◆ **PROBLEM DETAILS**
Take the line holding "Target: dense foliage" as the first line of the answer and the last line of the listing as its end; retype everything between exactly.

◆ **INPUT DATA**
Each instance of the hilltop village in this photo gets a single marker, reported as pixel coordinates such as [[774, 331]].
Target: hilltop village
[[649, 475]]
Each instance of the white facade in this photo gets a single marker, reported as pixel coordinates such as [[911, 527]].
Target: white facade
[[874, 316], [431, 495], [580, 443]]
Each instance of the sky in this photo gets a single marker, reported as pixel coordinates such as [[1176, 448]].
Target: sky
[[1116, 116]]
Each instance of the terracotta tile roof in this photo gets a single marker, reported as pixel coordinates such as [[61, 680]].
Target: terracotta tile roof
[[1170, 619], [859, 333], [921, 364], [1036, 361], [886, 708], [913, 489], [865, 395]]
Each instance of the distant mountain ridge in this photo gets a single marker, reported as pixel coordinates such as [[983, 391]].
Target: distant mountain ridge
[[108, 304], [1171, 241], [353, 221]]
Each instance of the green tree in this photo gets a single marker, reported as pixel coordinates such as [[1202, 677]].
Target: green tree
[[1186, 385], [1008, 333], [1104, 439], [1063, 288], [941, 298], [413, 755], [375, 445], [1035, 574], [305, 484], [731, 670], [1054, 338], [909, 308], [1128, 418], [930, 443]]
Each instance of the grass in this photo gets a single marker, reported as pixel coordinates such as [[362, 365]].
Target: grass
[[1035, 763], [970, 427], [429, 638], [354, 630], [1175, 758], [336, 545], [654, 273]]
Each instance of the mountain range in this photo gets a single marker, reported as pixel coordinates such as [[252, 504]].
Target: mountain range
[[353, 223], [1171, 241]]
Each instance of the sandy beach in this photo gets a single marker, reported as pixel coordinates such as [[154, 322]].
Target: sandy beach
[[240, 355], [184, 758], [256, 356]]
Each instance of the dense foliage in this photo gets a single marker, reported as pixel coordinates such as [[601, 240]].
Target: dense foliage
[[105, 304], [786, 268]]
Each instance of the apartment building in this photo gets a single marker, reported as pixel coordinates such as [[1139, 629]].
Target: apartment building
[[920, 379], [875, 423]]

◆ **TASK ANSWER**
Target: dense foliage
[[105, 304], [786, 268]]
Each instance of the apartment building in this photo gets a single marker, reported as pixel coordinates such as [[1139, 629]].
Target: apartment building
[[920, 379], [875, 423]]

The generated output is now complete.